- [Treść polecenia] Zacytuj dosłownie wszystkie poniższe rekordy, wiersz po wierszu. Zdjęcia pomiń w odpowiedzi.

- [Podane rekordy]
————

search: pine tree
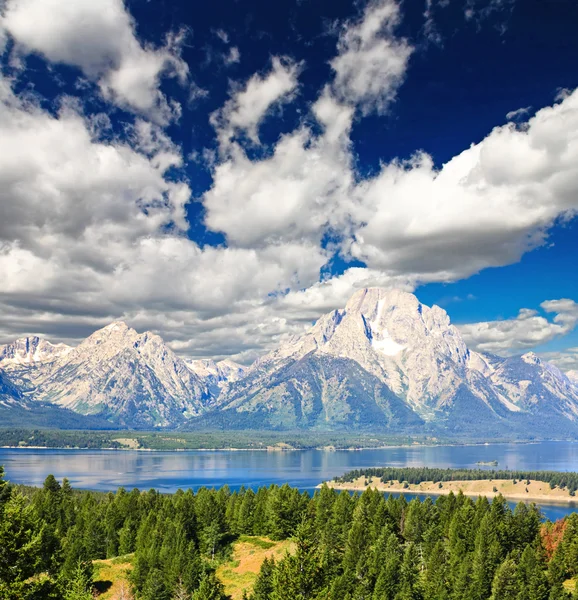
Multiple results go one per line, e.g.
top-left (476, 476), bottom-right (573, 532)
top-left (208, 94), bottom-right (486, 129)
top-left (64, 562), bottom-right (92, 600)
top-left (373, 533), bottom-right (401, 600)
top-left (490, 559), bottom-right (520, 600)
top-left (251, 558), bottom-right (275, 600)
top-left (270, 519), bottom-right (322, 600)
top-left (0, 494), bottom-right (43, 600)
top-left (191, 573), bottom-right (227, 600)
top-left (395, 542), bottom-right (423, 600)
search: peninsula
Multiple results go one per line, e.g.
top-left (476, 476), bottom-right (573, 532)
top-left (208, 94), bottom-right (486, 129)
top-left (326, 468), bottom-right (578, 504)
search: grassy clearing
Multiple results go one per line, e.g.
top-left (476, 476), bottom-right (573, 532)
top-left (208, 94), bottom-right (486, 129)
top-left (93, 554), bottom-right (132, 600)
top-left (217, 535), bottom-right (295, 600)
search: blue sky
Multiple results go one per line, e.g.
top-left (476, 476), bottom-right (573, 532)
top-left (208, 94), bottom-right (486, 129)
top-left (0, 0), bottom-right (578, 369)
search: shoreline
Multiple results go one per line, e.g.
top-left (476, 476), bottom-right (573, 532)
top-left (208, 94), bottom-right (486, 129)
top-left (317, 478), bottom-right (578, 508)
top-left (0, 440), bottom-right (552, 452)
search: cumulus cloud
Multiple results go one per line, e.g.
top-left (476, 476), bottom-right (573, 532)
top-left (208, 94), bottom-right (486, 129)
top-left (459, 299), bottom-right (578, 354)
top-left (0, 0), bottom-right (578, 361)
top-left (224, 46), bottom-right (241, 65)
top-left (211, 56), bottom-right (299, 148)
top-left (0, 72), bottom-right (327, 358)
top-left (506, 106), bottom-right (532, 121)
top-left (331, 0), bottom-right (413, 113)
top-left (540, 348), bottom-right (578, 376)
top-left (351, 91), bottom-right (578, 281)
top-left (0, 0), bottom-right (188, 124)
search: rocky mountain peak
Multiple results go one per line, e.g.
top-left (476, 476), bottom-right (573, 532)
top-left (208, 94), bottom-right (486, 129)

————

- [Rozwiązanie zadania]
search: pine tree
Multiple results go one per line, e.g.
top-left (476, 476), bottom-right (573, 532)
top-left (208, 94), bottom-right (486, 129)
top-left (64, 562), bottom-right (92, 600)
top-left (373, 533), bottom-right (401, 600)
top-left (490, 559), bottom-right (520, 600)
top-left (251, 558), bottom-right (275, 600)
top-left (270, 519), bottom-right (322, 600)
top-left (0, 494), bottom-right (43, 600)
top-left (191, 573), bottom-right (227, 600)
top-left (395, 542), bottom-right (423, 600)
search: peninsula
Multiple results go one per line, e.g.
top-left (476, 476), bottom-right (573, 532)
top-left (208, 94), bottom-right (486, 129)
top-left (326, 468), bottom-right (578, 504)
search: grassy clearing
Multiple results go one per line, e.g.
top-left (476, 476), bottom-right (573, 532)
top-left (208, 94), bottom-right (486, 129)
top-left (93, 554), bottom-right (132, 600)
top-left (217, 535), bottom-right (295, 600)
search: blue sky
Multiple results go one per line, e.g.
top-left (476, 476), bottom-right (573, 532)
top-left (208, 94), bottom-right (486, 129)
top-left (0, 0), bottom-right (578, 369)
search: shoreline
Multiple results go one per line, e.g.
top-left (476, 476), bottom-right (573, 532)
top-left (208, 94), bottom-right (486, 129)
top-left (317, 478), bottom-right (578, 508)
top-left (0, 440), bottom-right (552, 452)
search: cumulus cloud
Multiple results go one per line, e.g.
top-left (476, 476), bottom-right (573, 532)
top-left (208, 94), bottom-right (486, 129)
top-left (459, 299), bottom-right (578, 354)
top-left (0, 0), bottom-right (578, 361)
top-left (224, 46), bottom-right (241, 65)
top-left (211, 56), bottom-right (299, 148)
top-left (0, 72), bottom-right (327, 358)
top-left (506, 106), bottom-right (532, 121)
top-left (331, 0), bottom-right (413, 113)
top-left (540, 348), bottom-right (578, 376)
top-left (351, 91), bottom-right (578, 281)
top-left (0, 0), bottom-right (188, 124)
search: rocky mountain peak
Multiple results go one per line, e.g.
top-left (476, 476), bottom-right (573, 532)
top-left (208, 94), bottom-right (486, 129)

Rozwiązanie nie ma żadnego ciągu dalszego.